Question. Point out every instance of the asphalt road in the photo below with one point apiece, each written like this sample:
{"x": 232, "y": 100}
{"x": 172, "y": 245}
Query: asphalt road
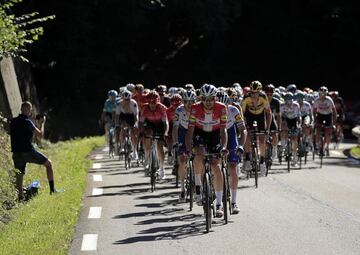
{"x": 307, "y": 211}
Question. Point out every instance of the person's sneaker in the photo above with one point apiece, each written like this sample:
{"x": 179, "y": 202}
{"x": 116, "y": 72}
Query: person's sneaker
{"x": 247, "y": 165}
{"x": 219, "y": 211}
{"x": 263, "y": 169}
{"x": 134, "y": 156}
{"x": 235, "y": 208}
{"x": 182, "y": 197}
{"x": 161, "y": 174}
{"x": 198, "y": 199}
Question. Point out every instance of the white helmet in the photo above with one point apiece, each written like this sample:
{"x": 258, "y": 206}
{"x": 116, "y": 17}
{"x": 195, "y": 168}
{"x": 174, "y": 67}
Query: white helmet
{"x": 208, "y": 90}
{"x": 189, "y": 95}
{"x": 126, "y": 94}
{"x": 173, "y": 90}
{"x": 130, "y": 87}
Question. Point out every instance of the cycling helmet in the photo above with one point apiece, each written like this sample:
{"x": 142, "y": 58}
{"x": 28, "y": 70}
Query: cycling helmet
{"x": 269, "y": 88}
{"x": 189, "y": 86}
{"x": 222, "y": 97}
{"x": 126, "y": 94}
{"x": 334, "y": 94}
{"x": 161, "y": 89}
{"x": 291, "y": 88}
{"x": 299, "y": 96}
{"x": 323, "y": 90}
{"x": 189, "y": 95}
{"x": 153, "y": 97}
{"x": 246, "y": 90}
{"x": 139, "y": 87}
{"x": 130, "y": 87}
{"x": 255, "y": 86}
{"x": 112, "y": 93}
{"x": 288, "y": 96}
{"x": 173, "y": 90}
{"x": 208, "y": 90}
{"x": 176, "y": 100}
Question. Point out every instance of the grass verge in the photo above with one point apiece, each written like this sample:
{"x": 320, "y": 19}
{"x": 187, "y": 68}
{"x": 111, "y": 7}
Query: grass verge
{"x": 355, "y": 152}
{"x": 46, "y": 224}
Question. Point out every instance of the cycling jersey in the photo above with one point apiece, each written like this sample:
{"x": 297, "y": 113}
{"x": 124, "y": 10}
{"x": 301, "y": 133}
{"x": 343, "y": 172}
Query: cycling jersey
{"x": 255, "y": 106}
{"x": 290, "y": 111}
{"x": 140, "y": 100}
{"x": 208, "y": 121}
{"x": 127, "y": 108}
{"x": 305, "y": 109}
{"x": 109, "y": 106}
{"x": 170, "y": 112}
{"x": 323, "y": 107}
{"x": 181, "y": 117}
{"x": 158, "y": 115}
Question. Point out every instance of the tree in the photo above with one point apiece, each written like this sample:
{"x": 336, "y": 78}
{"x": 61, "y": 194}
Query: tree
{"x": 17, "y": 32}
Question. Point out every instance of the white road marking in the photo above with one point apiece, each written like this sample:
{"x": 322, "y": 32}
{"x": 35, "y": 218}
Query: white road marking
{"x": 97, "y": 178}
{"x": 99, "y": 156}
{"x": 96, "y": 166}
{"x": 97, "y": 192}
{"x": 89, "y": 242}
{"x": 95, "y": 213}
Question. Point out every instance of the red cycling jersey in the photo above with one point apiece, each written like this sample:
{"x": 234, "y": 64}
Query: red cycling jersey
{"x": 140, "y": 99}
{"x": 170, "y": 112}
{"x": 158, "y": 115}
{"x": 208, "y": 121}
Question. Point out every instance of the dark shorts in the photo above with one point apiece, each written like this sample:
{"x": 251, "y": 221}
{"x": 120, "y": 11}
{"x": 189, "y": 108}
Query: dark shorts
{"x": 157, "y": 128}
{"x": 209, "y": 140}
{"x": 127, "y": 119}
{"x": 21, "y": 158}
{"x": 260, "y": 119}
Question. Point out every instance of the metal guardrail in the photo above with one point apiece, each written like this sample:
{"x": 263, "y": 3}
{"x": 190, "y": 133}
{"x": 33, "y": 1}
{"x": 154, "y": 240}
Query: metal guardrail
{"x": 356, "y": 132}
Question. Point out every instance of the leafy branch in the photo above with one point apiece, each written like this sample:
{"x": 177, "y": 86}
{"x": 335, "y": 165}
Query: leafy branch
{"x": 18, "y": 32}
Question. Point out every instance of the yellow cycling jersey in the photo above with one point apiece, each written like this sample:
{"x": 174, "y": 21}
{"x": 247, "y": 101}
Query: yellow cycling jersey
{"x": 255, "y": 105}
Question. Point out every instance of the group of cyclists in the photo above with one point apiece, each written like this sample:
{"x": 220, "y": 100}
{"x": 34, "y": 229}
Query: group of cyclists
:::::
- _TASK_
Write out, word for word, the lines of the rows from the one containing "Question. Point out every instance of the leafy" through the final line, including both.

- _EXERCISE RESPONSE_
Question. Point out every instance of the leafy branch in the photo above with one point apiece, each written like this sample:
{"x": 177, "y": 86}
{"x": 335, "y": 165}
Query: leafy branch
{"x": 18, "y": 32}
Question. Point out every instance of the yellow cycling jersey in the photo above with one point apiece, each written like this sample:
{"x": 174, "y": 21}
{"x": 247, "y": 101}
Query: yellow cycling jersey
{"x": 255, "y": 105}
Question. Point out every instance of the group of cyclists in the photo above with one point apiece, each written like this sample:
{"x": 220, "y": 100}
{"x": 34, "y": 229}
Query: group of cyclists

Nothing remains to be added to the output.